▸ **Data for this exercise**:
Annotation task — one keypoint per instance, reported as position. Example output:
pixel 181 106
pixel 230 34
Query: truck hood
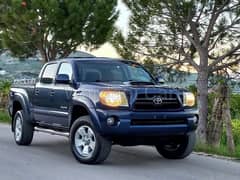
pixel 129 87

▸ **Goal**: Copy every line of the records above into your answer unchanged, but leave out the pictures.

▸ **Solved exercise**:
Annotation task — one keypoint per instance, reported as position. Example output:
pixel 181 106
pixel 230 34
Query: truck hood
pixel 129 87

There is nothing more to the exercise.